--- start ---

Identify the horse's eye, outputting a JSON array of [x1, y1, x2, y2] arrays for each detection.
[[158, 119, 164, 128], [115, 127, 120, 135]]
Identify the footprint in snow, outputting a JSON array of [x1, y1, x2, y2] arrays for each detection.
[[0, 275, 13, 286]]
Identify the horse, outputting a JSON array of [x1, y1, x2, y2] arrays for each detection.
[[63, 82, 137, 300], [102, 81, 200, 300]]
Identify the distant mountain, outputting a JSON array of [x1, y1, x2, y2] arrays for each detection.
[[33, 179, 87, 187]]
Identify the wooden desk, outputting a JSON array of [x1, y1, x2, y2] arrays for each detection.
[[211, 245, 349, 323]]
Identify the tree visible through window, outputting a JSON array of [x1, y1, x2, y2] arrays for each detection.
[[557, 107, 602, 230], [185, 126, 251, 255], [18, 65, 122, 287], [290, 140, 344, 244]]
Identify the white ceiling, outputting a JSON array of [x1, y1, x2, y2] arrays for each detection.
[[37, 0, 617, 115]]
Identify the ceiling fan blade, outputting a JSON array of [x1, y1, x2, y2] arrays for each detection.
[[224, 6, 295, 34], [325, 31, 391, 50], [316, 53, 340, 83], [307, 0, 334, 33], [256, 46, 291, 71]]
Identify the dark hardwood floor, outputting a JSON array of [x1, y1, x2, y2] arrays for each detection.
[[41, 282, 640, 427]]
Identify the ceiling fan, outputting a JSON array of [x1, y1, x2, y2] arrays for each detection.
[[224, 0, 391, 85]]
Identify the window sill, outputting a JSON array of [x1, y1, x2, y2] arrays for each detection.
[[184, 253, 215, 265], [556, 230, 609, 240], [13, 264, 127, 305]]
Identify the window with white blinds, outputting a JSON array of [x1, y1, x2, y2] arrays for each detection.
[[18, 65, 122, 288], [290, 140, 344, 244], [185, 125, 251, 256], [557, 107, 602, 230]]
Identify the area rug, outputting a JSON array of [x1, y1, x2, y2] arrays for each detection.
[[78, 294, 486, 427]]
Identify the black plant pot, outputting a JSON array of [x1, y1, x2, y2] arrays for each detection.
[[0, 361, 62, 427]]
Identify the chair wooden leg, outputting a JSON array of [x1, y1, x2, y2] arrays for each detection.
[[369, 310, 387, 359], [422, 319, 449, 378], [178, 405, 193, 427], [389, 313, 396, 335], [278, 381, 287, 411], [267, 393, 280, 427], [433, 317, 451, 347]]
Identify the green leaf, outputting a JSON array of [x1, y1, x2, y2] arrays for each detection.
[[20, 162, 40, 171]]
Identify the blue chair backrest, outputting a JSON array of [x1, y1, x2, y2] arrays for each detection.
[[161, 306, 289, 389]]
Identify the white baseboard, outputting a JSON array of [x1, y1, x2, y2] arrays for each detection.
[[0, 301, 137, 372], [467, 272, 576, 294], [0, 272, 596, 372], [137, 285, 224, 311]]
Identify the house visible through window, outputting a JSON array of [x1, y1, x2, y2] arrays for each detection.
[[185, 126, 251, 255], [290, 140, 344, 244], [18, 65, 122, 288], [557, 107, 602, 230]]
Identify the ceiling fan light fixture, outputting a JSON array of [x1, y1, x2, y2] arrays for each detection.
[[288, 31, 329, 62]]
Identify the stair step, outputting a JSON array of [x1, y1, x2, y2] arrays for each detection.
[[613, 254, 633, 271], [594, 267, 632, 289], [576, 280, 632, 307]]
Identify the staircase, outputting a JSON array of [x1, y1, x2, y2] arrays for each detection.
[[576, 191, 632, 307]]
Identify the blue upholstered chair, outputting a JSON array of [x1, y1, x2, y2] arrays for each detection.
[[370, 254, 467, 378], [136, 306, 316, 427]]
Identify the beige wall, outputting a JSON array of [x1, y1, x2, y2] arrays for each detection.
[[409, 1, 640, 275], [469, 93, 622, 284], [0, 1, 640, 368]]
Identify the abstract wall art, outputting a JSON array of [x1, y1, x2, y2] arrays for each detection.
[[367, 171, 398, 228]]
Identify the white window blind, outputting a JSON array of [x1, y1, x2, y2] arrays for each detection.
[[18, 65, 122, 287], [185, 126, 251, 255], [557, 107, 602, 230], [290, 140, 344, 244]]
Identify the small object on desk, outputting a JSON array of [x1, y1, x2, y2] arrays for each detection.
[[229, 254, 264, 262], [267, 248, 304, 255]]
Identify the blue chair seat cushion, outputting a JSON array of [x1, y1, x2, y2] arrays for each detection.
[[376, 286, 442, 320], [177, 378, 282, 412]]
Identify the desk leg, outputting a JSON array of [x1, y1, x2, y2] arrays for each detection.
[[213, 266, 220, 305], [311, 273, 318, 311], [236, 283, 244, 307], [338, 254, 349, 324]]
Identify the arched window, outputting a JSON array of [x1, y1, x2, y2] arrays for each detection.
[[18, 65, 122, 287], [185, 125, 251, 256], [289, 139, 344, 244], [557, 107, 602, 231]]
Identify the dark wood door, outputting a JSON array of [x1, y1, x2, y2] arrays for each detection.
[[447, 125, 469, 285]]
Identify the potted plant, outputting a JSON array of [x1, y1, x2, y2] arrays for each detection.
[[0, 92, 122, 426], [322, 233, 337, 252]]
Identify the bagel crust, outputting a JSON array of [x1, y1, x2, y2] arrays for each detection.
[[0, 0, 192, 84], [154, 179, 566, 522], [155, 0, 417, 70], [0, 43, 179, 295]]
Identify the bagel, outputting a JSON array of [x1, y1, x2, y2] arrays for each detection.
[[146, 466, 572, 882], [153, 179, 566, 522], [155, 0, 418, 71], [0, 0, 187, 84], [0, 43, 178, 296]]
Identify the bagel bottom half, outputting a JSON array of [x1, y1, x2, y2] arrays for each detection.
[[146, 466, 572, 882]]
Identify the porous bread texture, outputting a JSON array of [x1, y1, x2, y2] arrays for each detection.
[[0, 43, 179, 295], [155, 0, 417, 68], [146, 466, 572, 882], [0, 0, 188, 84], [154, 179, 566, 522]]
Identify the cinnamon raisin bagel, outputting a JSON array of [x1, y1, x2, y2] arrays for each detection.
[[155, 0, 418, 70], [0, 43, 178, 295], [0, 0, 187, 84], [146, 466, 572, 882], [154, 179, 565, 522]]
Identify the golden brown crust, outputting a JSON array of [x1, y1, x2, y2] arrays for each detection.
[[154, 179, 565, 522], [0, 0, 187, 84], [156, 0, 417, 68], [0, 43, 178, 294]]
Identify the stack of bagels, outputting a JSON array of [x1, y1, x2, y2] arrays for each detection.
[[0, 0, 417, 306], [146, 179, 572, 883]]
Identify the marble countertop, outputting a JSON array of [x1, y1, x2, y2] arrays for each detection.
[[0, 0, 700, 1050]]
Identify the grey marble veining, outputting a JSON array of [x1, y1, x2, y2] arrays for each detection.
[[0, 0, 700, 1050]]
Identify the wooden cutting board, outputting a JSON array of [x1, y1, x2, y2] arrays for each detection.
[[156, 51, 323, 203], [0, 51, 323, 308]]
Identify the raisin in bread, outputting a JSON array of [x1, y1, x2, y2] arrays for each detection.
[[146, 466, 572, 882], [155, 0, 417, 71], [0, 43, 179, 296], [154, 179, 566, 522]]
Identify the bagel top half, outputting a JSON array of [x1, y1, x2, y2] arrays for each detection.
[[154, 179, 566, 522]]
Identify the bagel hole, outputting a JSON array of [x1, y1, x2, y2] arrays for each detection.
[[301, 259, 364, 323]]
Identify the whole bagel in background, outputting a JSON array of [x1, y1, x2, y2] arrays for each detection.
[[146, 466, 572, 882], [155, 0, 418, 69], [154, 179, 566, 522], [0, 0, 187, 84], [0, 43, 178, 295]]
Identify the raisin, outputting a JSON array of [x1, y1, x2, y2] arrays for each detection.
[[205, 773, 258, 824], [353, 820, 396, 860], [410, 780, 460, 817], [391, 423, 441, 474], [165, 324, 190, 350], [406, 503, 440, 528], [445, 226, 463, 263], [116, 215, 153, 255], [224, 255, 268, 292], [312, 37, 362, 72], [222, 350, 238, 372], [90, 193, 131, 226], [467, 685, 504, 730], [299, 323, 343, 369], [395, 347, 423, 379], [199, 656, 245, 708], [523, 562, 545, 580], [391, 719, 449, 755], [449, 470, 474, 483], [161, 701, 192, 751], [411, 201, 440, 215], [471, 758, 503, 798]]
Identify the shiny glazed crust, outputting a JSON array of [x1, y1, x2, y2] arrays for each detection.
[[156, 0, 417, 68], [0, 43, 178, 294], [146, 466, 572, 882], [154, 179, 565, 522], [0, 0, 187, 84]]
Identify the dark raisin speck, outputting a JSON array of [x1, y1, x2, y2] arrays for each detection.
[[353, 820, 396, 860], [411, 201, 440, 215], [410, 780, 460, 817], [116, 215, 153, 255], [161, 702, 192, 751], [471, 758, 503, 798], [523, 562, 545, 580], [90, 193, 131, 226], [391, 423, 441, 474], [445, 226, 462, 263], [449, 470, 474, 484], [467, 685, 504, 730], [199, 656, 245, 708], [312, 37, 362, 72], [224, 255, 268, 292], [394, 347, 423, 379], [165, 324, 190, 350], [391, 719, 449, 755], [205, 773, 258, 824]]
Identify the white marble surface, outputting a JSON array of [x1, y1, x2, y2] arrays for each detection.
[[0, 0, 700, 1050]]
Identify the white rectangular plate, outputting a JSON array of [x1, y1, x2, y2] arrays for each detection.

--- end ---

→ **What the exercise asks**
Copy out everything from the line containing "Identify the tree" down to the line containing "287], [290, 140, 344, 244]]", both included, exactly as they stand in the entries above.

→ **Solution to this task**
Identify the tree visible through window, outputting a JSON array of [x1, y1, x2, y2] arrays for each detection.
[[557, 107, 602, 230], [185, 126, 251, 255], [18, 65, 122, 287], [290, 140, 344, 244]]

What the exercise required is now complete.